Problem:
Extract every line of the listing below word for word, leaving out the pictures.
— BEGIN —
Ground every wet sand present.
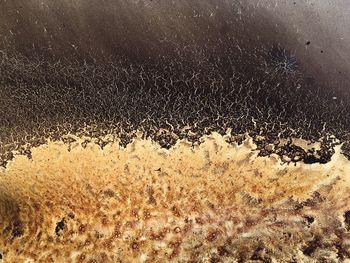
[0,133,350,262]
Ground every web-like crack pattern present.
[0,45,350,165]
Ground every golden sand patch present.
[0,134,350,262]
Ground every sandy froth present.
[0,134,350,262]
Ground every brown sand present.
[0,134,350,262]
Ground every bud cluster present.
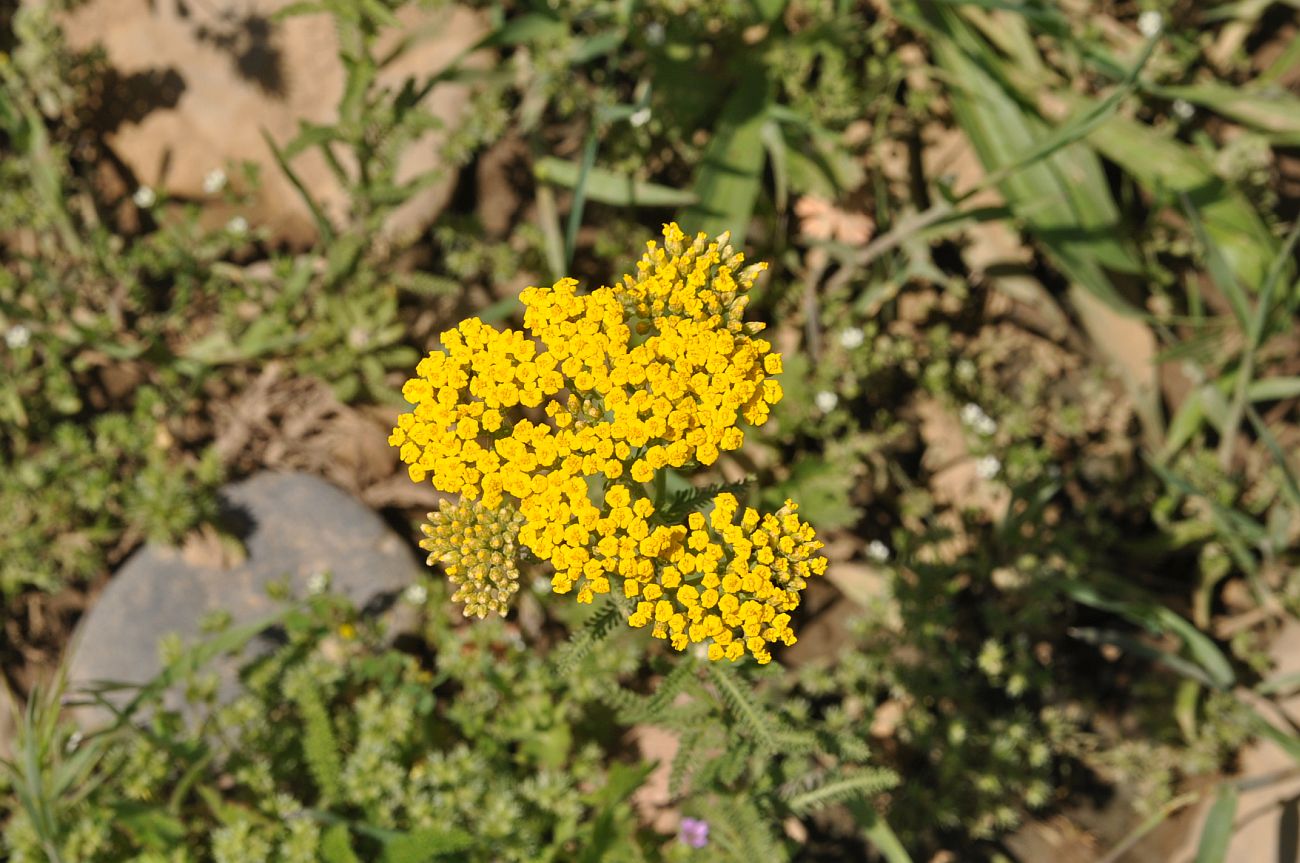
[420,498,524,619]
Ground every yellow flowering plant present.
[389,224,827,663]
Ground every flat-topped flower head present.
[389,225,824,662]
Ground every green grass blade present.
[1073,107,1277,287]
[681,66,771,247]
[1196,782,1238,863]
[922,5,1141,315]
[533,156,696,208]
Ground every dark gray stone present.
[69,473,421,712]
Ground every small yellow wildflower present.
[389,225,826,663]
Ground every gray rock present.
[69,473,421,704]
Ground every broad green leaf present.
[320,824,361,863]
[1073,109,1278,291]
[482,12,568,47]
[681,65,772,247]
[922,5,1141,315]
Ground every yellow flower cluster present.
[389,225,826,662]
[623,494,827,663]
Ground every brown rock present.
[49,0,485,243]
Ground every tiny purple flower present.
[677,818,709,847]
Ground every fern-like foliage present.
[602,656,699,728]
[555,595,625,675]
[781,767,898,815]
[285,676,343,803]
[701,795,790,863]
[709,663,789,753]
[655,477,754,524]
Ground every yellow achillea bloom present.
[389,225,826,663]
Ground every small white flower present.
[1138,9,1165,39]
[962,402,997,438]
[203,168,226,195]
[953,356,979,383]
[975,455,1002,480]
[307,571,329,597]
[4,324,31,351]
[813,390,840,413]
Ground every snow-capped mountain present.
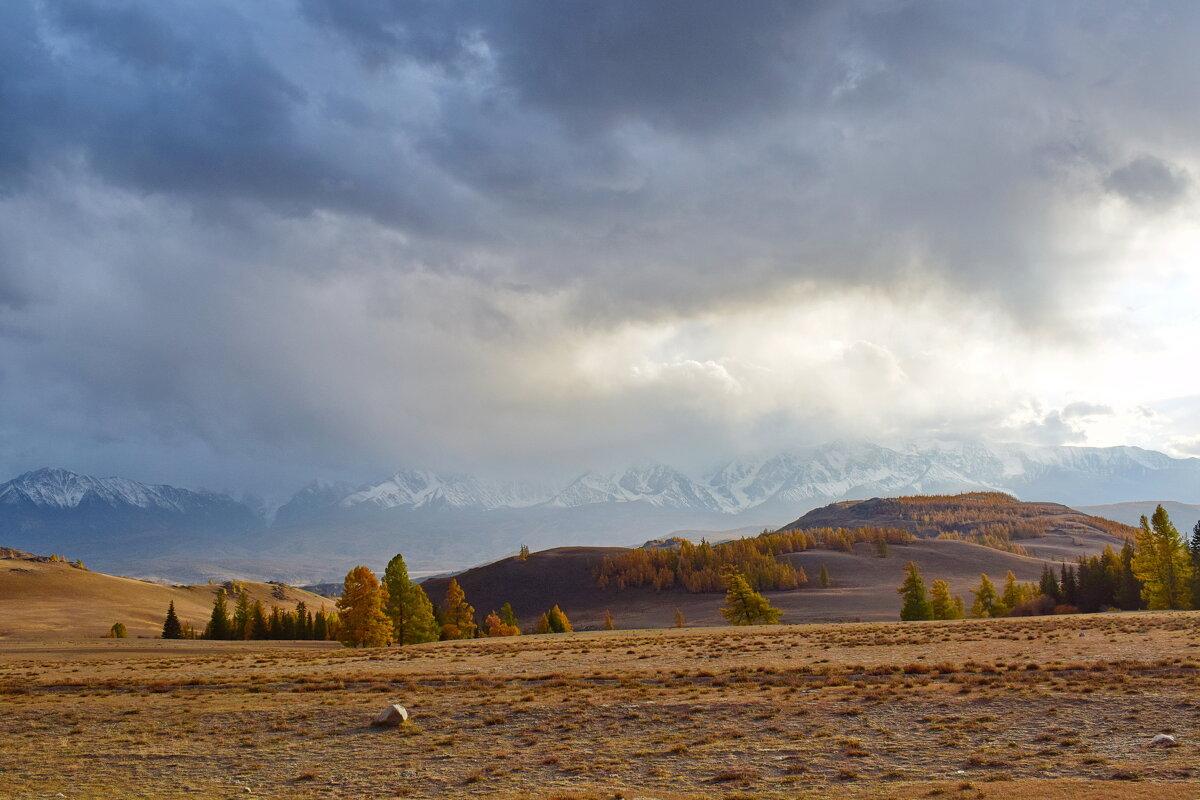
[546,462,724,511]
[0,468,248,513]
[290,441,1200,515]
[338,469,552,509]
[0,441,1200,581]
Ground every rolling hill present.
[0,548,334,640]
[424,493,1133,628]
[0,441,1200,583]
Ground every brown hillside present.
[782,492,1138,549]
[422,537,1117,630]
[0,551,334,640]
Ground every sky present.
[0,0,1200,495]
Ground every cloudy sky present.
[0,0,1200,494]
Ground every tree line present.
[594,527,913,593]
[896,506,1200,620]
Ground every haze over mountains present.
[0,441,1200,582]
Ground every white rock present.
[371,703,408,728]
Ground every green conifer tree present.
[929,579,962,619]
[204,589,230,639]
[546,603,575,633]
[971,575,1004,619]
[246,600,271,640]
[383,553,439,644]
[897,561,934,621]
[1038,564,1062,603]
[162,600,184,639]
[500,603,521,631]
[721,567,782,625]
[1133,506,1192,610]
[442,578,476,639]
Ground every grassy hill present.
[425,493,1134,628]
[0,548,334,640]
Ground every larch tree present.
[337,566,392,648]
[442,578,476,639]
[383,553,439,644]
[896,561,934,621]
[929,579,962,619]
[971,573,1004,619]
[246,600,271,640]
[162,600,184,639]
[484,612,521,637]
[721,569,782,625]
[229,591,253,639]
[1133,506,1192,610]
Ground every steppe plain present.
[0,612,1200,800]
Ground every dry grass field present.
[0,613,1200,800]
[0,551,334,643]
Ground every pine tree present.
[1062,564,1079,606]
[897,561,934,621]
[546,603,575,633]
[1188,522,1200,608]
[721,569,782,625]
[500,603,521,631]
[1133,506,1192,610]
[312,608,329,642]
[971,575,1003,619]
[337,566,392,648]
[383,553,439,644]
[204,589,229,639]
[266,606,286,640]
[246,600,271,640]
[929,579,962,619]
[162,600,184,639]
[1116,542,1146,610]
[442,578,475,639]
[484,612,521,636]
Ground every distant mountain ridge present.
[297,441,1200,515]
[0,441,1200,583]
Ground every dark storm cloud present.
[0,0,1200,494]
[1104,156,1190,206]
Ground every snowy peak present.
[546,463,725,511]
[338,469,551,509]
[0,468,218,512]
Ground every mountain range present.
[0,441,1200,582]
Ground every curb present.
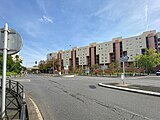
[62,75,75,78]
[98,83,160,97]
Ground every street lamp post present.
[103,62,105,74]
[136,53,139,69]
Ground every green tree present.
[0,54,25,74]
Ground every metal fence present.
[0,79,29,120]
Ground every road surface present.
[15,75,160,120]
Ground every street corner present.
[26,95,43,120]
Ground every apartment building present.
[47,30,160,70]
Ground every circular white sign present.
[0,28,23,55]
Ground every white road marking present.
[29,98,43,120]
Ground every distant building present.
[47,30,160,70]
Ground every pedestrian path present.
[0,88,20,120]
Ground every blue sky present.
[0,0,160,67]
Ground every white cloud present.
[39,15,53,23]
[37,0,46,14]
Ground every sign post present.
[1,23,8,119]
[0,23,23,120]
[120,56,129,84]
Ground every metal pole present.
[123,62,125,76]
[103,62,105,74]
[53,57,54,74]
[1,23,8,120]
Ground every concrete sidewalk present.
[0,89,20,120]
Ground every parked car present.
[156,70,160,76]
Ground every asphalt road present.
[16,75,160,120]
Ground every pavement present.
[4,76,160,120]
[98,83,160,97]
[26,95,43,120]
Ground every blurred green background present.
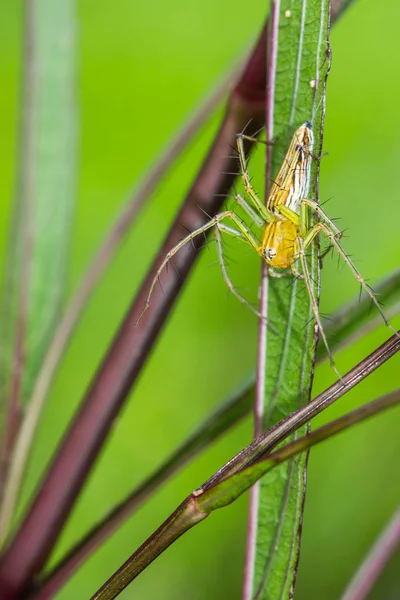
[0,0,400,600]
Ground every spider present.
[137,121,396,377]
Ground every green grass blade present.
[0,0,77,528]
[248,0,329,600]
— END —
Expected answer:
Ground every wet sand present.
[0,133,350,262]
Ground every web-like crack pattern present.
[0,45,350,165]
Ground every golden sand patch present.
[0,134,350,262]
Ground every sandy froth present.
[0,134,350,262]
Ground every brown sand present.
[0,134,350,262]
Ground every bud cluster present.
[420,498,524,619]
Ground every yellow flowering plant present.
[389,224,827,663]
Ground every flat-topped flower head present.
[389,225,824,662]
Ground every green grass blade present.
[1073,107,1277,287]
[681,66,771,247]
[1196,782,1238,863]
[922,5,1141,315]
[533,156,696,208]
Ground every dark gray stone present.
[69,473,421,712]
Ground every small yellow wildflower present.
[389,225,826,663]
Ground every gray rock present.
[69,473,421,704]
Ground every broad green leaf present.
[320,824,361,863]
[1073,109,1278,291]
[482,12,568,47]
[681,65,772,247]
[922,5,1141,315]
Ground every yellow flower cluster present.
[389,225,826,662]
[623,494,827,663]
Ground every brown rock present.
[49,0,485,243]
Ground every tiny purple flower present.
[677,818,709,847]
Ground every fern-like foliage present.
[602,656,699,728]
[555,595,625,675]
[781,767,898,815]
[285,676,343,803]
[701,795,790,863]
[709,663,789,753]
[655,477,754,524]
Ground every yellow achillea bloom present.
[389,225,826,663]
Ground every small white flower present.
[1138,9,1165,39]
[962,402,997,438]
[203,168,226,195]
[953,356,979,383]
[975,455,1002,480]
[307,571,329,597]
[4,324,31,351]
[813,390,840,413]
Ground every snow-capped mountain present.
[546,462,724,511]
[0,468,248,513]
[290,441,1200,515]
[338,469,552,509]
[0,441,1200,581]
Ground every rolling hill present.
[0,548,334,640]
[424,493,1133,628]
[0,441,1200,583]
Ground every brown hillside present.
[782,492,1138,549]
[422,537,1117,630]
[0,551,334,640]
Ground every sky present.
[0,0,1200,495]
Ground every cloudy sky present.
[0,0,1200,494]
Ground every tree line present.
[594,527,913,593]
[896,506,1200,620]
Ground every haze over mountains present.
[0,441,1200,582]
Ground every white rock present.
[371,703,408,728]
Ground every green conifer tree present.
[929,579,962,619]
[204,589,230,639]
[546,603,575,633]
[971,575,1004,619]
[246,600,271,640]
[383,553,439,644]
[897,561,934,621]
[1038,564,1062,603]
[162,600,184,639]
[500,603,521,631]
[721,567,782,625]
[1133,506,1192,610]
[442,578,476,639]
Ground every grassy hill present.
[425,493,1134,628]
[0,548,334,640]
Ground every larch tree present.
[337,566,392,648]
[442,578,476,639]
[383,553,439,644]
[896,561,934,621]
[929,579,962,619]
[971,573,1004,619]
[246,600,271,640]
[162,600,184,639]
[484,612,521,637]
[721,569,782,625]
[229,591,253,639]
[1133,506,1192,610]
Ground every steppe plain present.
[0,612,1200,800]
Ground every dry grass field present.
[0,613,1200,800]
[0,551,334,643]
Ground every pine tree present.
[1062,564,1079,606]
[897,561,934,621]
[546,603,575,633]
[1188,522,1200,608]
[721,569,782,625]
[500,603,521,631]
[1133,506,1192,610]
[312,608,329,642]
[971,575,1003,619]
[337,566,392,648]
[383,553,439,644]
[204,589,229,639]
[266,606,286,640]
[246,600,271,640]
[929,579,962,619]
[162,600,184,639]
[1116,542,1146,610]
[442,578,475,639]
[484,612,521,636]
Ground every distant mountain ridge present.
[297,441,1200,515]
[0,441,1200,583]
Ground every dark storm cloud present.
[0,0,1200,494]
[1104,156,1190,206]
Ground every snowy peak present.
[546,463,725,511]
[338,469,551,509]
[0,468,218,512]
Ground every mountain range present.
[0,441,1200,582]
Ground every curb present.
[62,75,75,78]
[98,83,160,97]
Ground every street lamp post present.
[103,62,105,74]
[136,53,139,69]
Ground every green tree present.
[0,54,25,74]
Ground every metal fence present.
[0,79,29,120]
Ground every road surface present.
[15,75,160,120]
Ground every street corner present.
[26,95,43,120]
Ground every apartment building present.
[47,30,160,70]
Ground every circular white sign present.
[0,28,23,55]
Ground every white road marking present.
[29,98,43,120]
Ground every distant building present.
[47,30,160,70]
Ground every pedestrian path present.
[0,88,20,120]
Ground every blue sky present.
[0,0,160,67]
Ground every white cloud present.
[39,15,53,23]
[37,0,46,14]
Ground every sign post present.
[1,23,8,119]
[0,23,23,120]
[120,56,129,84]
Ground every metal pole present.
[123,62,125,76]
[103,62,105,74]
[53,57,54,74]
[1,23,8,120]
Ground every concrete sidewalk present.
[0,89,20,120]
Ground every parked car present.
[156,70,160,76]
Ground every asphalt road present.
[16,75,160,120]
Ground every pavement present.
[4,76,160,120]
[98,83,160,97]
[26,95,43,120]
Ground every blurred green background present.
[0,0,400,600]
Ground every spider present.
[137,121,396,377]
Ground every green grass blade present.
[0,0,77,528]
[248,0,329,600]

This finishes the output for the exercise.